> [Qué hacer] Sigue escribiendo el relato del joven de los picores, a partir de la última frase del texto mostrado.

> [Texto mostrado]

Al fin mono y mujer se abrazaron, y no habían salido aún del cuarto cuando el joven empezó a notar los primeros picores, situación que fue agravándose en pocos minutos. Se desnudó, se lavó, se tumbó en el jergón, pero no fue hasta al cabo de varias horas que pudo decir (sólo decirse, en realidad) que la situación estaba bajo control. La tarde estaba ya echada, y sobre el librote de Administrativo caía una luz dorada. Se vistió y salió a la calle sin rumbo, pues necesitaba pensar en lo que había ocurrido.

> [Ítems extraídos]
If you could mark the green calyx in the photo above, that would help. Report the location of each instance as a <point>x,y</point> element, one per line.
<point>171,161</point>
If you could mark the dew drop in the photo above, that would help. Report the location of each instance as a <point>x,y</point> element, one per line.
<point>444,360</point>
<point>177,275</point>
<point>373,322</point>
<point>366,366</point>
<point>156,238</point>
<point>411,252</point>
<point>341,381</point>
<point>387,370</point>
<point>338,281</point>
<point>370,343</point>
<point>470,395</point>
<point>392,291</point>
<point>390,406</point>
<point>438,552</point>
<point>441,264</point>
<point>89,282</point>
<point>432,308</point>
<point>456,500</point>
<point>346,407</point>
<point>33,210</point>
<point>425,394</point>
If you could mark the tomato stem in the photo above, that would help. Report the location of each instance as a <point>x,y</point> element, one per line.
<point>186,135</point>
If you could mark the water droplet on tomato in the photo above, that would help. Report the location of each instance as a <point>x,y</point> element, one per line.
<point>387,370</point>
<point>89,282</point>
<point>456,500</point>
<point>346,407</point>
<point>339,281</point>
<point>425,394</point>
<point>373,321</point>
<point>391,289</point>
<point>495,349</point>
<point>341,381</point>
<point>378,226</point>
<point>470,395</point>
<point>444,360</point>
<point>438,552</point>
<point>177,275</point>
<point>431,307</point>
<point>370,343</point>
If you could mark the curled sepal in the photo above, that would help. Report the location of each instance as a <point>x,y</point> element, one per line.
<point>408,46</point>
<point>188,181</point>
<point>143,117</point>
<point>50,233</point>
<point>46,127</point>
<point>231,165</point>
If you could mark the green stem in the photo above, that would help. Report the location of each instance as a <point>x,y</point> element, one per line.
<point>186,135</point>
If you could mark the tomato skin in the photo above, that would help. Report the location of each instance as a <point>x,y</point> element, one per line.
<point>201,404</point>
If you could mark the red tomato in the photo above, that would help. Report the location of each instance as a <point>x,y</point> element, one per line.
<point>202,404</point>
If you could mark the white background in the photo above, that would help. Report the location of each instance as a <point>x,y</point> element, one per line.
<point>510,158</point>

> [Respuesta debajo]
Cristóbal Serra tiene más de 80 años. Una vez lo alabó Octavio Paz. Observa el paseo de aquel muchacho, con el crepúsculo afinado, por la Barcelona del año del mono. Si aquella tarde no desequilibró definitivamente su vida y la enroscó en el absurdo (la boa constrictor de Ionesco, Beckett o Michaux) quizá fuera porque ya había leído a Montaigne: "Me encontraba en Barcelona", escribe en Las líneas de mi vida. "Acababa de aprobar varias asignaturas de Derecho. En busca de un libro para leer, entré en una librería, y quiso el azar que mis ojos se fijaran en una edición de los Ensayos de Montaigne que jamás esperé encontrar en un lugar como aquél, especializado en temas legales". O sea, que gracias a ese azar pudo convivir con el absurdo, como se convive con una dulce enfermedad crónica, sin que lo matara: o mucho peor sin que lo redujera a payasería. El mono saltarín que sólo le guiña el ojo desde el firme corazón de la creencia.